§ TO-DO LIST:
1. Using the carbon tax passage, decide whether each statement agrees with it, answering yes or no and quoting the deciding words: (a) the ideal carbon tax would start at a lower price than most current carbon pricing schemes; (b) Dieter Helm's report to the UK government came out in October 2017; (c) the Climate Change Levy supplements the EU ETS in UK domestic law.
2. In the carbon tax passage, how many US economists backed the statement carried in the Wall Street Journal?
3. Please write the next part of the carbon tax passage, picking up after its final sentence about aluminium imports.

§ SOURCE EXTRACT:
------
The ideal carbon tax would be economy-wide, and have three further key features. 

  • The price of emissions would start considerably higher than in most current carbon pricing schemes, and increase over time in a carefully calibrated way.[8]  
  • To ensure popular support, government would pay back some or all of the tax receipts in the form of a “carbon dividend” in a fiscally redistributive way.[9]
  • To make it possible to start with a national, rather than a global version of the tax, and to avoid exporting the taxing country’s emissions to countries without a carbon tax, it would be necessary to charge a “border carbon adjustment” tariff on goods imported from jurisdictions with no equivalent tax.

Such an approach has plenty of heavyweight intellectual support.

  • Just over a year ago, the Wall Street Journal carried a self-styled “largest public statement of economists in history” in which no fewer than 3,558 US economists espoused something along these lines that was proposed from a US perspective. This is the “Baker-Schultz” plan, re-branded in February 2020 as the “Bipartisan Climate Roadmap”.[10]
  • In October 2017, leading UK regulatory economist Dieter Helm put a carbon tax at the heart of his report to the UK government on how to address the rising cost of energy in the context of its climate change policy goals.[11]
  • In July 2018, the UK think tank Policy Exchange produced The Future of Carbon Pricing: Implementing an independent carbon tax with dividends in the UK, with a foreword jointly authored by a former Labour Chancellor of the Exchequer and a former Conservative Foreign Secretary.[12]

Of course, any attempt to implement such a tax would need to address a great many issues, both in terms of high level design and practicalities.

  • Do you just tax fossil fuels, or do you also tax products in whose manufacture fossil fuels have been consumed? In the case of fossil fuels, at what point(s) in the chain between the upstream producer and the final downstream user should the tax be levied? For example, you could impose a tax on upstream hydrocarbon producers or refinery operators that was based just on the emissions from their activities, rather than from the presumed activities of end-users of refined petroleum products, such as electricity generators or motorists.
  • At whatever point(s) a tax is applied, at what rate should it be levied? What assumptions about the emissions intensity of downstream processing and/or use should underpin the calculation of that rate? How do you ensure that the imposition of the tax, and any increase in the rate, has the desired effect of incentivising changes in behaviour (i.e. shifts to lower carbon technology)? Will taxing the ultimate consumer more heavily incentivise the upstream or midstream operator to reduce emissions from flaring or fugitive methane? If I fill up my car with fuel from a retailer who promises to offset the emissions that my driving will cause, should I get a rebate on the tax element of my purchase?
  • Tax law has a natural tendency to become complicated. Take for example the Climate Change Levy (CCL) legislation, that supplements the EU ETS in UK domestic law. In outline, this is quite a simple scheme: electricity and certain fossil fuels are “taxable commodities” and a levy is charged on “taxable supplies” of them. But quite quickly, the desire to incentivise, protect, or discourage particular activities turns the scheme into an abstruse and intricate mesh of exemptions, exclusions, and exceptions from exemptions or exclusions.
  • Both fossil fuels and products manufactured using them are traded internationally, but carbon taxing is currently national (or in the case of the EU ETS, regional), and is likely to remain so for the foreseeable future. In order to encourage other countries to adopt similar regimes, and to stop its domestic industry being undercut until they have done so, a taxing country will want to impose a carbon border adjustment on imports. This may involve charging tax at a point further down the value chain than would be the case with domestic industry. For example: you apply a domestic carbon tax on electricity, which increases the costs of aluminium smelters, so you need to apply the carbon border adjustment to imports of aluminium from a country that does not levy a similar carbon tax on electricity or aluminium production.
------
Point annotation records:
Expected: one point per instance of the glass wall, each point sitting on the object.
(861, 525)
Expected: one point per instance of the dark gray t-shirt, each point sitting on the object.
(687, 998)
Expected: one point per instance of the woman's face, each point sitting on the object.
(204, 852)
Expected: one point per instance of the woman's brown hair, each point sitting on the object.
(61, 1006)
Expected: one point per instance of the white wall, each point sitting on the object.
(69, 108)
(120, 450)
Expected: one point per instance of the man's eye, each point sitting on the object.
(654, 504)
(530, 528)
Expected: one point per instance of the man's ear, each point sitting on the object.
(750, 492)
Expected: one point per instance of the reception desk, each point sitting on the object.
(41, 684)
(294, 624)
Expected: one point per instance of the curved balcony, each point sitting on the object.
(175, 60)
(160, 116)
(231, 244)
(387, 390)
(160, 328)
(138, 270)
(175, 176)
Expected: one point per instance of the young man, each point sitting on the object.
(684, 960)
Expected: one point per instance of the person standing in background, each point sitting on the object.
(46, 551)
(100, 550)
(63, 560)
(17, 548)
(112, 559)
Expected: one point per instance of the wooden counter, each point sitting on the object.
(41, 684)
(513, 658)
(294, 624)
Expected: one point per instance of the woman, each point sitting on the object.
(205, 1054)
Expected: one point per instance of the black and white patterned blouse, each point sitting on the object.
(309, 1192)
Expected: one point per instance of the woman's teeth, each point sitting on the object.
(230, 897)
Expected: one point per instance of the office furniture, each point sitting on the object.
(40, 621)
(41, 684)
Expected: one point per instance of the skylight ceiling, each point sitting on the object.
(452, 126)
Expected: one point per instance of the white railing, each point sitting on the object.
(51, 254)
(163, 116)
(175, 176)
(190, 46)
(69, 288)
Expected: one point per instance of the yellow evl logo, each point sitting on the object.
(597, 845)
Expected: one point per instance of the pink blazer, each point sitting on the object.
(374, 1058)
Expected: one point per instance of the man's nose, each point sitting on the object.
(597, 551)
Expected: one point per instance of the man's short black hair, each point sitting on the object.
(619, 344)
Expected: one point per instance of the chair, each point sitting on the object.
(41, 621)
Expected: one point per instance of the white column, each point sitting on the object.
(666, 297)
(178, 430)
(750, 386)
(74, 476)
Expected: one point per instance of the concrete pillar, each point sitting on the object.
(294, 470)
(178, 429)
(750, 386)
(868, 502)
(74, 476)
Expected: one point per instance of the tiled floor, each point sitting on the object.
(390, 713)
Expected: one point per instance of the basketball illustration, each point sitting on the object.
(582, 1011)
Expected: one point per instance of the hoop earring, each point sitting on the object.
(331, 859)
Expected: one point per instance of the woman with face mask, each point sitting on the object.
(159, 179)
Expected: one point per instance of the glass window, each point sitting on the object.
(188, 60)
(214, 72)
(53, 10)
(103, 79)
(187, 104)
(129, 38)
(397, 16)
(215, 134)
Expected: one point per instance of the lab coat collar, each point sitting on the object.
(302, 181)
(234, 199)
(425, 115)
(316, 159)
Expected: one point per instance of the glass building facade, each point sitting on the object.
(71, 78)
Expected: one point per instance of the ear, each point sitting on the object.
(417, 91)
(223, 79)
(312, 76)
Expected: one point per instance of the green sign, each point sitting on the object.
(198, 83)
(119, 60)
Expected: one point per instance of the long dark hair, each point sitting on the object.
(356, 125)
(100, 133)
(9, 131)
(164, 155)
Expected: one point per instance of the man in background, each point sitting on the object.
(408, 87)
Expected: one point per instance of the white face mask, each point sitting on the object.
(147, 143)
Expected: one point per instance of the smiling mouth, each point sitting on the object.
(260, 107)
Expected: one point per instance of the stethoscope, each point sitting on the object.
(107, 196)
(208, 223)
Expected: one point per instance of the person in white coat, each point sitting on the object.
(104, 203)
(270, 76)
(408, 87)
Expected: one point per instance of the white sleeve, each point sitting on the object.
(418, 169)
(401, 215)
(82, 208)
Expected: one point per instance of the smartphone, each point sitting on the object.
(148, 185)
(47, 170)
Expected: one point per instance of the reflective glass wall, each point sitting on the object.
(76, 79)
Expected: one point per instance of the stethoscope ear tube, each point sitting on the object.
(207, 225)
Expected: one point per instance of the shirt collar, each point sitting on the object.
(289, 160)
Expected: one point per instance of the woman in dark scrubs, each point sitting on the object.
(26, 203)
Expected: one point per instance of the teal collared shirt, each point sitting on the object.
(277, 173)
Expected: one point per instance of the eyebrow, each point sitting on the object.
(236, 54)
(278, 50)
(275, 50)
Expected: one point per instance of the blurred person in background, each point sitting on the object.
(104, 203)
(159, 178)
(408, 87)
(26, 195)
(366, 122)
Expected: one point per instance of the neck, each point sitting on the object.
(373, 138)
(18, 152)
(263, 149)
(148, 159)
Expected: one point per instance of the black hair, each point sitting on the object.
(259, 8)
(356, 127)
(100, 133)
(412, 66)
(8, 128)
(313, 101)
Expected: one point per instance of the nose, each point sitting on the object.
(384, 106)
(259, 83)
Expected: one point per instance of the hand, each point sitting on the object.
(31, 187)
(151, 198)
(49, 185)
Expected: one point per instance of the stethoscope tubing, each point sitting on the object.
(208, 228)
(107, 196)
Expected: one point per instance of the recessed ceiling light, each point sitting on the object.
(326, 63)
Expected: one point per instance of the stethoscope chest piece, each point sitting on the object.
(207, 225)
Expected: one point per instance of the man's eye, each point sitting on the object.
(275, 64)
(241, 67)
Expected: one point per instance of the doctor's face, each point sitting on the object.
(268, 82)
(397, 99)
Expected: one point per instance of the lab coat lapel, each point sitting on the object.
------
§ OUTPUTS IN ORDER:
1.
(a) No: "The price of emissions would start considerably higher than in most current carbon pricing schemes"
(b) Yes: "In October 2017, leading UK regulatory economist Dieter Helm put a carbon tax at the heart of his report to the UK government"
(c) Yes: "the Climate Change Levy (CCL) legislation, that supplements the EU ETS in UK domestic law"

2. 3,558 US economists.

3.
  • But suppose there are two aluminium producers in the aluminium exporting country: one powered entirely by renewable energy, and the other by a coal-fired power station. And suppose that some of the aluminium that reaches the aluminium importing country arrives in the form of finished products. If two identical stepladders are imported, one made of “brown” aluminium and the other of “green” aluminium, the tariff charged on the latter should be lower.

This prompts some further reflections on the kind of system that is needed. 

  • To work well, our hypothetical carbon tax needs to be very granular. That means handling a lot of data, and mining that data for insights – for example, about how particular applications of the tax affect the behaviour of particular groups or economic sectors.
  • You will also need to be able to keep records. Suppose somebody is awarded a rebate but it turns out they should not have had it. Suppose you want to allow people to borrow against their future carbon dividends in order to invest in making their homes more energy efficient. You may well want to track supply chain emissions – including for the oil & gas industry itself.   
  • Very soon, you are looking at information flows that are too numerous and diverse to be managed by a central counterparty.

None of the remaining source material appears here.